* [YOUR GOAL] Report how many lines in the material below contain the word "pier". Give only the number.

* [SUPPLIED MATERIAL]
■ ■ ■ ■ ■ ■ ■

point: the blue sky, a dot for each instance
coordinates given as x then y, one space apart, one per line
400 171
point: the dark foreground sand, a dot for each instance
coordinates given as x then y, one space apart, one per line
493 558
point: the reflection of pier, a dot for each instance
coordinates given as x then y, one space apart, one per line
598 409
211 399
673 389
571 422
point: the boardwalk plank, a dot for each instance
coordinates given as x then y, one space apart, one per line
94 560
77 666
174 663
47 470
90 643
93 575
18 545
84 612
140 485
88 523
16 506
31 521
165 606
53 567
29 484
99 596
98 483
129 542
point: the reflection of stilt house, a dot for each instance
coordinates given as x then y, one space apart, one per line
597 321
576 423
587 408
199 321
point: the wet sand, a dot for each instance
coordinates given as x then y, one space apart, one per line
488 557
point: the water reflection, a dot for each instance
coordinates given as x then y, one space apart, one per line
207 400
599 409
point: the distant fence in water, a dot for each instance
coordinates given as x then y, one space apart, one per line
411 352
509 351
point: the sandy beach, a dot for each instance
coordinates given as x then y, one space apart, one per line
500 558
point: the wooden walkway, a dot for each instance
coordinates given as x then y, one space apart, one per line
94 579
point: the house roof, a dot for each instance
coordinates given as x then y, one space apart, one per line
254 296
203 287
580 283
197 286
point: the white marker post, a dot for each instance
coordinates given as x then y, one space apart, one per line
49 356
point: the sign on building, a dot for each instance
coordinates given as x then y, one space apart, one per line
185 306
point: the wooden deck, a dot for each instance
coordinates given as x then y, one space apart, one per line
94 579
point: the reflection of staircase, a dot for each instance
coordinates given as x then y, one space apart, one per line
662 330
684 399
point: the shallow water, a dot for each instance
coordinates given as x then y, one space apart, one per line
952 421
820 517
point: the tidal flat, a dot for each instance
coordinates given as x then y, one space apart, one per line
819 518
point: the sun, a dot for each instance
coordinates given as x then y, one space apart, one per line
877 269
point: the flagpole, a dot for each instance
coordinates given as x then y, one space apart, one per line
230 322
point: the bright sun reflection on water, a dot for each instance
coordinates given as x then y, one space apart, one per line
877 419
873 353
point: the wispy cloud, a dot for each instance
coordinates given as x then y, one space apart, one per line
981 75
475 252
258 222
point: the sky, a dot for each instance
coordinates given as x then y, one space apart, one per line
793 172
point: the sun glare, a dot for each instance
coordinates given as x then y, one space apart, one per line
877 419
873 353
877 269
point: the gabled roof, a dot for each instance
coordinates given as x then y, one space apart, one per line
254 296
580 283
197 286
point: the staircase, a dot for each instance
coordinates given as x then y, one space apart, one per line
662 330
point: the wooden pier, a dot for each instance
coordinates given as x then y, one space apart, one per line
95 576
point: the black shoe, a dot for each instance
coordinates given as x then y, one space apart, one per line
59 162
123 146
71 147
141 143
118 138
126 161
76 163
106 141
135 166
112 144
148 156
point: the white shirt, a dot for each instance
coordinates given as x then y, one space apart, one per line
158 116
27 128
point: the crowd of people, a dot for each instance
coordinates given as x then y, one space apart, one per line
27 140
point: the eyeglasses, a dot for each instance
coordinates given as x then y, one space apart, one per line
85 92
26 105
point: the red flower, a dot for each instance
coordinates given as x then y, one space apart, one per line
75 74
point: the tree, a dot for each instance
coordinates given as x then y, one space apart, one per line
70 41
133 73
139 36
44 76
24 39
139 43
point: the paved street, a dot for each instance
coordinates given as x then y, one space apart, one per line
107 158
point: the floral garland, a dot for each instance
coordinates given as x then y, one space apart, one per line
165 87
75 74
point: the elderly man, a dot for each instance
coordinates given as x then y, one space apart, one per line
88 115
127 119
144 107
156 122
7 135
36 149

■ ■ ■ ■ ■ ■ ■

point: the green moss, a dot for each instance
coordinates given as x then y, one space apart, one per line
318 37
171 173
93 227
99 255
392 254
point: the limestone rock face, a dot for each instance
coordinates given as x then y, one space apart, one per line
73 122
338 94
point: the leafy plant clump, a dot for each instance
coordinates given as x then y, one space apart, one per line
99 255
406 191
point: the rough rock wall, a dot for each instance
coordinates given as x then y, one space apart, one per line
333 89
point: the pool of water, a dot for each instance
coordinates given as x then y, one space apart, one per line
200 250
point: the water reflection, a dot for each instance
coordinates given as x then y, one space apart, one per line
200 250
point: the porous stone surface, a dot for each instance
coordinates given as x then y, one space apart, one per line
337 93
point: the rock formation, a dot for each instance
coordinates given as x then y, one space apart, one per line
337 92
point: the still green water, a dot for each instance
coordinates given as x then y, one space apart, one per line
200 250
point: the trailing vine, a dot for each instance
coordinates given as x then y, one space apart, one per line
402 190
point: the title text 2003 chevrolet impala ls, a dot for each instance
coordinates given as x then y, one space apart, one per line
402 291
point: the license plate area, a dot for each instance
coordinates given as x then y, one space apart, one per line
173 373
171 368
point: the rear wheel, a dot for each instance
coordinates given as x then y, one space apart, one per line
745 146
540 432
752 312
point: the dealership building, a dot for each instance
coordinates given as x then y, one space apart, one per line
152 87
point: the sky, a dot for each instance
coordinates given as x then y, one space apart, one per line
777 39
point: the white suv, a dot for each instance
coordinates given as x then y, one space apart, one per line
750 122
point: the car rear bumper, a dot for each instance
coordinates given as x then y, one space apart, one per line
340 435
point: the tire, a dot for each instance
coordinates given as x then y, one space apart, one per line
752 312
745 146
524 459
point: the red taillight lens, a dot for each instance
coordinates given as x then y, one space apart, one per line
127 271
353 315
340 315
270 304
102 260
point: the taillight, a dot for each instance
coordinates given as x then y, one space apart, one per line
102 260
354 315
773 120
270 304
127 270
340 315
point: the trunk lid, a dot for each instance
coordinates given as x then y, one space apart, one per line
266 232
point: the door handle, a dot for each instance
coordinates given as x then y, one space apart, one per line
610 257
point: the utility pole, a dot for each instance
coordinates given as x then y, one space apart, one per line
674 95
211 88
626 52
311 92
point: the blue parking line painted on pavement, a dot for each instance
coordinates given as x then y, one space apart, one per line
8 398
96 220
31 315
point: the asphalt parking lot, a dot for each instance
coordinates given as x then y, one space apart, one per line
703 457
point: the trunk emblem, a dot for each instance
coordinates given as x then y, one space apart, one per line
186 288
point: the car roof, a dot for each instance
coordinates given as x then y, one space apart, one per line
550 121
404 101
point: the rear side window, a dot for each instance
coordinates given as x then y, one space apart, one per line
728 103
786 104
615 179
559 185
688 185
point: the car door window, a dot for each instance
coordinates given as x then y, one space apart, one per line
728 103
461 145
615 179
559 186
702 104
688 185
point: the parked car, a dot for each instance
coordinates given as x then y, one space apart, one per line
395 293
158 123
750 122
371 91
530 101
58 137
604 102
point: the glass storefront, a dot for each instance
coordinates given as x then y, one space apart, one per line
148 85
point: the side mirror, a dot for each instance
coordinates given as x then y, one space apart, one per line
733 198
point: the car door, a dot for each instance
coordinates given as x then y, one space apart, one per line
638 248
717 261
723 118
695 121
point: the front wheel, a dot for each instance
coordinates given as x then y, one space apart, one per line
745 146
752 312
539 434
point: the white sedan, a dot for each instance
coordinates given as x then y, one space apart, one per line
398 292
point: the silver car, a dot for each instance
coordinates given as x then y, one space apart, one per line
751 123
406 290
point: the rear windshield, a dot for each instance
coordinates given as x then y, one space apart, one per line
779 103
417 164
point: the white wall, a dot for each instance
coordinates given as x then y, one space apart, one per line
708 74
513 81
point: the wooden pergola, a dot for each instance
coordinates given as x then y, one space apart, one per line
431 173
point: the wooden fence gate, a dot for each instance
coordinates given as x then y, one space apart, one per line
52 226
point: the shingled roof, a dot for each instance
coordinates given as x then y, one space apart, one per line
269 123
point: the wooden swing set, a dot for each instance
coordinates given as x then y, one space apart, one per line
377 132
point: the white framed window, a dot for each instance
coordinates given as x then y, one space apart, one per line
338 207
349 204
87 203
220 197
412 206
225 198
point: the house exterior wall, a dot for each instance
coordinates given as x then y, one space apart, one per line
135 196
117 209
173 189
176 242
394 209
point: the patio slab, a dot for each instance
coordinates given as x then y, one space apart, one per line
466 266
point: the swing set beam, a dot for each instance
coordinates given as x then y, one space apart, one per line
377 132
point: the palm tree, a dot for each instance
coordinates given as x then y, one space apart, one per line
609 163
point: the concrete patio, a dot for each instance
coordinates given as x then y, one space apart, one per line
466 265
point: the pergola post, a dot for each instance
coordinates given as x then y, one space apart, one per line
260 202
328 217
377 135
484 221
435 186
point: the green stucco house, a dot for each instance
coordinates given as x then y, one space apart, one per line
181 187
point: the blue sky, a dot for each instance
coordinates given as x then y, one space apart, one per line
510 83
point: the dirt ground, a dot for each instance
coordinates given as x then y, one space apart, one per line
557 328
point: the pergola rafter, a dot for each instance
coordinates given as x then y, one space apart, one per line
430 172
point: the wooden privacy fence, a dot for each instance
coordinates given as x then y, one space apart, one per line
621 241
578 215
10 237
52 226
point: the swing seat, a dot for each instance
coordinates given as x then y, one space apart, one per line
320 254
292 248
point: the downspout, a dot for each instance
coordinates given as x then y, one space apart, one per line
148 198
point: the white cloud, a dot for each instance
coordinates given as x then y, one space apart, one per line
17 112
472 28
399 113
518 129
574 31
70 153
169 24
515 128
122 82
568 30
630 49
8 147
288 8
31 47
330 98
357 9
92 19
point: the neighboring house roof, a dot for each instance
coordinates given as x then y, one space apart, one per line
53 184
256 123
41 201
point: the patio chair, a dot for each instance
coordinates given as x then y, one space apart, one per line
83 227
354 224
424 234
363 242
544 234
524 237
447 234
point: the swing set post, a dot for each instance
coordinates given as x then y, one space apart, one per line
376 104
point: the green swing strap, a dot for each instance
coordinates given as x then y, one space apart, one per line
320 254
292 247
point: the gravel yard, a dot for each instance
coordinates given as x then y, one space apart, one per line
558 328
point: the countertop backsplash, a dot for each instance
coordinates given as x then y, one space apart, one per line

■ ■ ■ ■ ■ ■ ■

* [FINAL ANSWER] 2